SOURCE DOCUMENT
_ _ _ _ _ _ _

LM Studio provides a GUI for running local models with an OpenAI-compatible server.

Setup

  1. Download and install LM Studio
  2. Load a model in the GUI
  3. Start the local server (Settings > Local Server > Start)

Configuration

{
  "providers": {
    "lmstudio": {
      "baseUrl": "http://localhost:1234/v1",
      "api": "openai-completions",
      "models": [
        {
          "id": "qwen2.5-coder-32b-instruct",
          "name": "Qwen 2.5 Coder 32B",
          "contextWindow": 131072,
          "maxTokens": 8192,
          "cost": { "input": 0, "output": 0, "cacheRead": 0, "cacheWrite": 0 }
        }
      ]
    }
  }
}

LiteLLM Proxy

LiteLLM is a proxy that unifies 100+ LLM providers behind a single OpenAI-compatible endpoint.

_ _ _ _ _ _ _

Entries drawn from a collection
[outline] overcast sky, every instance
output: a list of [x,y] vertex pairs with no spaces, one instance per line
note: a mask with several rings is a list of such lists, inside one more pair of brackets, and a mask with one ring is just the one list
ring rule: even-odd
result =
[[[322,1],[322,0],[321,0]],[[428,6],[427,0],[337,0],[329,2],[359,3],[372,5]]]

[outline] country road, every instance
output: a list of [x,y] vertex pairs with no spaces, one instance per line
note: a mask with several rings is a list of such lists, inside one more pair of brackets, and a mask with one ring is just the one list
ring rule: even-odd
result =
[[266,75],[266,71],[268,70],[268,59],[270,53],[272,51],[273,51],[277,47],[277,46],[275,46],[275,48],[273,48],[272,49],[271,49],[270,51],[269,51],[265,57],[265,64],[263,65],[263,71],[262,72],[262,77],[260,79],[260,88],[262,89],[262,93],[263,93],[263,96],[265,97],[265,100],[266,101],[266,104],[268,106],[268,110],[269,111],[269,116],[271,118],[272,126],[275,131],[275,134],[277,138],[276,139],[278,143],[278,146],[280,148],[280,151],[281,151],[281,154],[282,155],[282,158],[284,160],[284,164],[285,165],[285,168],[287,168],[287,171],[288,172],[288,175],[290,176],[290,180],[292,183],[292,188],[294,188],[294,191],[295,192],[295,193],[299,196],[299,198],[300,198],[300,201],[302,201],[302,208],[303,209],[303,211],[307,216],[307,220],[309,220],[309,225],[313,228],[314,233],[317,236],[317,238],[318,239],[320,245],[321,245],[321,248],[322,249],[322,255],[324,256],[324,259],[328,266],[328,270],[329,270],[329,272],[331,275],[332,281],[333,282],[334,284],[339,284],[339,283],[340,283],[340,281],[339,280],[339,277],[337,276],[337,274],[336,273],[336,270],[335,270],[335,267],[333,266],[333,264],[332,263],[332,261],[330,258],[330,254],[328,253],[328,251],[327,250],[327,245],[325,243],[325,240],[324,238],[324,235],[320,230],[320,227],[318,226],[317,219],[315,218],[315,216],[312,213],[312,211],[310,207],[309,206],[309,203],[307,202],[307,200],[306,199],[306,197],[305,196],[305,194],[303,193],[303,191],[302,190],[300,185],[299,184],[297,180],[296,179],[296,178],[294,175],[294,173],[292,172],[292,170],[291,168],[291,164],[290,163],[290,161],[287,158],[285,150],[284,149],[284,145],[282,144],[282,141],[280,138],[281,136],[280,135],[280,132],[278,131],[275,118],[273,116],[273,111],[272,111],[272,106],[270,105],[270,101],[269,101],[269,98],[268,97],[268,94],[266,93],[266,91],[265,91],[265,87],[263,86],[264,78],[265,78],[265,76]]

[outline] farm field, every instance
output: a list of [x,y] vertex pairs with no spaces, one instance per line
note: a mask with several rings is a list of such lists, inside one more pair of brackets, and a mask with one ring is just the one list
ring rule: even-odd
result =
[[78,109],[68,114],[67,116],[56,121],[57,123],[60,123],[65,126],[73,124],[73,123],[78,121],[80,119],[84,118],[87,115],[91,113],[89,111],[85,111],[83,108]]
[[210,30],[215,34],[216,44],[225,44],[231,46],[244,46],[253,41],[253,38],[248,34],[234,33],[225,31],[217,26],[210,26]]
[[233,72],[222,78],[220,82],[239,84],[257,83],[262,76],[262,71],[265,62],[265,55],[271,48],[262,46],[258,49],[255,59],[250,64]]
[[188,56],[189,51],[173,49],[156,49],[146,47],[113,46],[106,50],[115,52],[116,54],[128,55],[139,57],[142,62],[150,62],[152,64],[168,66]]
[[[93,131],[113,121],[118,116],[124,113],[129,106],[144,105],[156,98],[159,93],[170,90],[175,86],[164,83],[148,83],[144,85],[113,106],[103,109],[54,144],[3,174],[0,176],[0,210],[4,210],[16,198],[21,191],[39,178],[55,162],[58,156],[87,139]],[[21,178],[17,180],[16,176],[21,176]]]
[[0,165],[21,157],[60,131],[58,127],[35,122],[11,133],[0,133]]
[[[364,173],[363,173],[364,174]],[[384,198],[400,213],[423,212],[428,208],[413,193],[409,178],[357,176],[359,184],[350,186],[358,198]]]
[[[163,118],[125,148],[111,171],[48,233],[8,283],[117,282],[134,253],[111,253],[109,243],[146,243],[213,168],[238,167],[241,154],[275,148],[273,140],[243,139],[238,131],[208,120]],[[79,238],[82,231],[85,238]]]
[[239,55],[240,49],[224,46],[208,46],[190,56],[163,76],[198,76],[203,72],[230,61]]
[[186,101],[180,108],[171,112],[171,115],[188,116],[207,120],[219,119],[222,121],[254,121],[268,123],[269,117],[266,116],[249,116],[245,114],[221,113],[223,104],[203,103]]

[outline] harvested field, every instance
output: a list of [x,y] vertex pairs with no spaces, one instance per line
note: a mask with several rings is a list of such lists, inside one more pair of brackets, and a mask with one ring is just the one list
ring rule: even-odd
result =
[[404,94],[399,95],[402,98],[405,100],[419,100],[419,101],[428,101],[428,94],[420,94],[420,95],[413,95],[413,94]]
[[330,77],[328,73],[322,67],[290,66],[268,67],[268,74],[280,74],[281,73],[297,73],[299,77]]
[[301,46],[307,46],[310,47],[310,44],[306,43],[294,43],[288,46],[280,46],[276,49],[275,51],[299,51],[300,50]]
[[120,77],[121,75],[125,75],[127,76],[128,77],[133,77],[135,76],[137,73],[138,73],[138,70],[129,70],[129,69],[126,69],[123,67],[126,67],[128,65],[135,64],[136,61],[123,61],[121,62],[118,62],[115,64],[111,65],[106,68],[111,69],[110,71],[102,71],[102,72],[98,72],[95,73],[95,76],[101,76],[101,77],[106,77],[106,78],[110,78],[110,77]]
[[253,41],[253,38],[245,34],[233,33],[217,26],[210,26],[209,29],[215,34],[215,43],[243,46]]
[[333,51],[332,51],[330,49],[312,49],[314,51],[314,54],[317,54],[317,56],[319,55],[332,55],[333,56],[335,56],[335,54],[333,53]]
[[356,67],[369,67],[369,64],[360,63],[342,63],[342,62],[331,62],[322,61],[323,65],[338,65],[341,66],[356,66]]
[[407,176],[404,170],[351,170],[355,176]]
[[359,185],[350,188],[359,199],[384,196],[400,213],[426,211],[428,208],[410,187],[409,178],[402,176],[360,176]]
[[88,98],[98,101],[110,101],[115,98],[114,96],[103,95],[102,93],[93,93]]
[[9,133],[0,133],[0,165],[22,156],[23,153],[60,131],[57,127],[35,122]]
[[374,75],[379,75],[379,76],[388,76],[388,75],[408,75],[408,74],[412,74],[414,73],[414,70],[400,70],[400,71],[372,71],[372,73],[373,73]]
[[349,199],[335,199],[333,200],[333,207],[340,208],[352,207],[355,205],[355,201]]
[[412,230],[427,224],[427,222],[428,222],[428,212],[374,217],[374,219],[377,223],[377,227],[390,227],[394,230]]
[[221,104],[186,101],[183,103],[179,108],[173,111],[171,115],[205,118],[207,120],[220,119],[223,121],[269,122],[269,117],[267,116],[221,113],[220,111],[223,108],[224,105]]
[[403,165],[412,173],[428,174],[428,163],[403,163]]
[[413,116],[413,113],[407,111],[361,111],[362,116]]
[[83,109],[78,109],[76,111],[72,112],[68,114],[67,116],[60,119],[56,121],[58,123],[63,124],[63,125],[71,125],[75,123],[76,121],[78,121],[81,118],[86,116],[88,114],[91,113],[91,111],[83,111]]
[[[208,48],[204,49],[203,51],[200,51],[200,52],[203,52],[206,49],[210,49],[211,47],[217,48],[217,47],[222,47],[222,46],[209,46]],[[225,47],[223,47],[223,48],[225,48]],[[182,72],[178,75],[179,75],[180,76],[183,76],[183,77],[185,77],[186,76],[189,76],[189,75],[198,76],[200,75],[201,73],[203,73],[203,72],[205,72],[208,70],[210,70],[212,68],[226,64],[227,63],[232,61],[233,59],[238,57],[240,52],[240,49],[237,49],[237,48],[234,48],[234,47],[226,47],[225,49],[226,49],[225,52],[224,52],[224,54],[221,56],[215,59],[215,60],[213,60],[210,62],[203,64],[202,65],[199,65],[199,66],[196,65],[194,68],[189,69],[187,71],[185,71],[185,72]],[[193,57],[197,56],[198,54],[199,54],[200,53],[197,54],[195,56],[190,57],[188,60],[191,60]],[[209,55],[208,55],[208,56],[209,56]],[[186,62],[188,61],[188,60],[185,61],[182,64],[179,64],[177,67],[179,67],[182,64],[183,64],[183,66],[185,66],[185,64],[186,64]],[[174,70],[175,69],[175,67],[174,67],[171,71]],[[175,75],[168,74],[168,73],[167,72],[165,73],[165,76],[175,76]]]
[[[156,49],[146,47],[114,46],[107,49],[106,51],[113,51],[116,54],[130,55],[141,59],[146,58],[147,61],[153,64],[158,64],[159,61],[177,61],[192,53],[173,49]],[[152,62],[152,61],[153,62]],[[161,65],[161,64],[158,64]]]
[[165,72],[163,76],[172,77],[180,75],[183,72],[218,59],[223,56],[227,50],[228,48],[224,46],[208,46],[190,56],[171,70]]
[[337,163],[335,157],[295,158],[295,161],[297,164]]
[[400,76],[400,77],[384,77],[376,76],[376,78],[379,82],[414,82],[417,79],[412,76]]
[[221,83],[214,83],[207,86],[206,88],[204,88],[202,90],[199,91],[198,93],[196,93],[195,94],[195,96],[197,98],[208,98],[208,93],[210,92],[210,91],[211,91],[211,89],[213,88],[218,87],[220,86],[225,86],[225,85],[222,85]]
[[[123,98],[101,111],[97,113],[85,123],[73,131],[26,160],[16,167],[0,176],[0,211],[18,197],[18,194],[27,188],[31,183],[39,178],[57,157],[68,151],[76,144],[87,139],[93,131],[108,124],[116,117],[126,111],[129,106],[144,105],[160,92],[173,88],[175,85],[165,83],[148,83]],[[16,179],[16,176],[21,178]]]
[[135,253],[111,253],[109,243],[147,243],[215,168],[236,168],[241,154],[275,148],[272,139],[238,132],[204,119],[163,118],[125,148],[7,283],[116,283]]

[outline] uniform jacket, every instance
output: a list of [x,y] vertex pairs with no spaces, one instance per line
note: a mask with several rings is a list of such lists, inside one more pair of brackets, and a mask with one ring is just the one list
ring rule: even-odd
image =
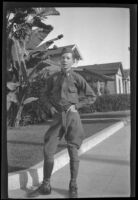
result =
[[58,111],[68,109],[72,104],[79,104],[79,93],[83,91],[87,97],[96,97],[86,80],[72,69],[68,74],[62,71],[51,75],[43,91],[43,103],[50,109],[54,106]]

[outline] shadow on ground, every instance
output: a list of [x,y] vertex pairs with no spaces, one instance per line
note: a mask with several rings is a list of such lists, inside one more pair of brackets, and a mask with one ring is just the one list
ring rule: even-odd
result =
[[102,162],[108,164],[116,164],[116,165],[129,165],[130,162],[128,160],[123,160],[121,158],[115,156],[107,156],[107,155],[81,155],[80,160],[87,160],[91,162]]

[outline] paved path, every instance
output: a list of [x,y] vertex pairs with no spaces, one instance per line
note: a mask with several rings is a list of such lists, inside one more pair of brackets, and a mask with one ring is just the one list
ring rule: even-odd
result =
[[[52,175],[52,194],[39,198],[68,198],[69,165]],[[78,197],[130,196],[130,125],[80,156]],[[9,191],[10,198],[27,198],[29,189]]]

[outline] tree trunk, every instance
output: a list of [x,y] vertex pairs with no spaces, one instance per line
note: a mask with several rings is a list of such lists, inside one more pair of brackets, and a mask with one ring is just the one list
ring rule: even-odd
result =
[[19,109],[18,109],[16,118],[15,118],[15,127],[19,127],[19,125],[20,125],[21,114],[22,114],[22,111],[23,111],[23,107],[24,107],[23,104],[21,104],[21,105],[19,106]]

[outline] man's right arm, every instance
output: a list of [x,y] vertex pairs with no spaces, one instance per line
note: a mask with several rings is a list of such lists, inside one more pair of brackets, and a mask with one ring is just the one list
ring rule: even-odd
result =
[[43,107],[50,110],[52,104],[50,103],[50,92],[53,88],[53,76],[49,77],[46,81],[44,88],[41,90],[41,103]]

_ _ _ _ _ _ _

WORK ITEM A
In one to three sentences, explain what the LM Studio text says LiteLLM does with LLM providers.
WORK ITEM B
Continue the LM Studio text from its last sentence.
None of this data is needed here.

ANSWER AREA A
LiteLLM is a proxy that unifies more than 100 LLM providers. It places all of them behind a single OpenAI-compatible endpoint.

ANSWER AREA B
Configuration

{
  "providers": {
    "litellm": {
      "apiKey": "${LITELLM_MASTER_KEY}",
      "baseUrl": "http://localhost:4000",
      "api": "openai-completions",
      "models": [
        {
          "id": "gpt-4o",
          "name": "GPT-4o (via LiteLLM)",
          "reasoning": false,
          "input": ["text", "image"],
          "contextWindow": 128000,
          "maxTokens": 16384,
          "cost": { "input": 2.5, "output": 10, "cacheRead": 0, "cacheWrite": 0 }
        },
        {
          "id": "claude-sonnet",
          "name": "Claude Sonnet (via LiteLLM)",
          "reasoning": true,
          "input": ["text", "image"],
          "contextWindow": 200000,
          "maxTokens": 8192,
          "cost": { "input": 3, "output": 15, "cacheRead": 0.3, "cacheWrite": 0 }
        }
      ]
    }
  }
}

text-generation-inference (TGI)

Hugging Face’s TGI serves models with OpenAI-compatible endpoints.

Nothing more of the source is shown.